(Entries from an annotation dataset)
· · ·

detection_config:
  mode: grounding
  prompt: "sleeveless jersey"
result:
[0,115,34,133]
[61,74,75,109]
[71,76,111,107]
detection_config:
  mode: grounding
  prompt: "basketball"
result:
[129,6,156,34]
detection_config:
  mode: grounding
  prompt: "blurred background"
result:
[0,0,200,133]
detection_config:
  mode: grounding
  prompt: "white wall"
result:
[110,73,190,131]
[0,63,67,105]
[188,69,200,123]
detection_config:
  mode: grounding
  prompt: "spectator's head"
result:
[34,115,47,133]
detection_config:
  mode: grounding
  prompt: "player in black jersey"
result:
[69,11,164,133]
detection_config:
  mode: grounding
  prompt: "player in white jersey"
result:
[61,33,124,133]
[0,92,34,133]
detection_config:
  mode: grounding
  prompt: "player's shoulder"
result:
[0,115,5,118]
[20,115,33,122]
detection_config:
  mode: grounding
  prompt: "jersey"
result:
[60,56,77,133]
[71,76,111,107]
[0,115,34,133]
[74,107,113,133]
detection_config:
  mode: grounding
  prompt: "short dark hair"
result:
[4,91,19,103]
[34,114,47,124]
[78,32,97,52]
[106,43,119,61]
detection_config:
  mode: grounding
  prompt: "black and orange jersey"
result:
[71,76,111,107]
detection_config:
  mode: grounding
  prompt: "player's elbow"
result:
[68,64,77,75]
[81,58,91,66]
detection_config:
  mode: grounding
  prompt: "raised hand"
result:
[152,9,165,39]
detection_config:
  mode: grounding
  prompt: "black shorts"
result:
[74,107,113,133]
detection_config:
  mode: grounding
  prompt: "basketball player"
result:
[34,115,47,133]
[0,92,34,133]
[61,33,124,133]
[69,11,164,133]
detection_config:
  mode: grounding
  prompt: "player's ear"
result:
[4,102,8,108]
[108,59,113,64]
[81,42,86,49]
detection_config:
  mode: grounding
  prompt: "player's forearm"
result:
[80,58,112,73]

· · ·

TASK DESCRIPTION
Convert the lines of all the items above into a JSON list of strings, one string per line, leaving out any blank lines.

OUTPUT FOR THIS TASK
[
  "detection_config:",
  "  mode: grounding",
  "  prompt: \"sleeveless jersey\"",
  "result:",
  "[0,115,34,133]",
  "[61,74,75,109]",
  "[71,76,111,107]",
  "detection_config:",
  "  mode: grounding",
  "  prompt: \"basketball\"",
  "result:",
  "[129,6,156,34]",
  "detection_config:",
  "  mode: grounding",
  "  prompt: \"blurred background\"",
  "result:",
  "[0,0,200,133]",
  "detection_config:",
  "  mode: grounding",
  "  prompt: \"white wall\"",
  "result:",
  "[110,73,190,131]",
  "[0,63,67,105]",
  "[188,69,200,123]",
  "detection_config:",
  "  mode: grounding",
  "  prompt: \"spectator's head\"",
  "result:",
  "[34,115,47,133]",
  "detection_config:",
  "  mode: grounding",
  "  prompt: \"player in black jersey\"",
  "result:",
  "[69,11,164,133]",
  "detection_config:",
  "  mode: grounding",
  "  prompt: \"player in white jersey\"",
  "result:",
  "[61,33,124,133]",
  "[0,92,34,133]",
  "detection_config:",
  "  mode: grounding",
  "  prompt: \"player's shoulder\"",
  "result:",
  "[0,115,5,118]",
  "[20,115,33,122]",
  "detection_config:",
  "  mode: grounding",
  "  prompt: \"jersey\"",
  "result:",
  "[60,56,77,133]",
  "[71,76,111,107]",
  "[0,115,34,133]",
  "[74,107,113,133]",
  "detection_config:",
  "  mode: grounding",
  "  prompt: \"short dark hair\"",
  "result:",
  "[4,91,19,103]",
  "[34,114,47,124]",
  "[78,32,97,52]",
  "[106,43,119,61]",
  "detection_config:",
  "  mode: grounding",
  "  prompt: \"black and orange jersey\"",
  "result:",
  "[71,76,111,107]",
  "detection_config:",
  "  mode: grounding",
  "  prompt: \"player's elbow\"",
  "result:",
  "[68,64,77,75]",
  "[81,58,91,66]",
  "detection_config:",
  "  mode: grounding",
  "  prompt: \"raised hand\"",
  "result:",
  "[152,9,165,39]",
  "detection_config:",
  "  mode: grounding",
  "  prompt: \"black shorts\"",
  "result:",
  "[74,107,113,133]",
  "detection_config:",
  "  mode: grounding",
  "  prompt: \"basketball player\"",
  "result:",
  "[34,115,47,133]",
  "[0,92,34,133]",
  "[61,33,124,133]",
  "[69,11,164,133]",
  "detection_config:",
  "  mode: grounding",
  "  prompt: \"player's ear\"",
  "result:",
  "[4,102,8,108]",
  "[108,59,113,64]",
  "[81,42,86,49]",
  "detection_config:",
  "  mode: grounding",
  "  prompt: \"player's forearm\"",
  "result:",
  "[80,58,112,73]"
]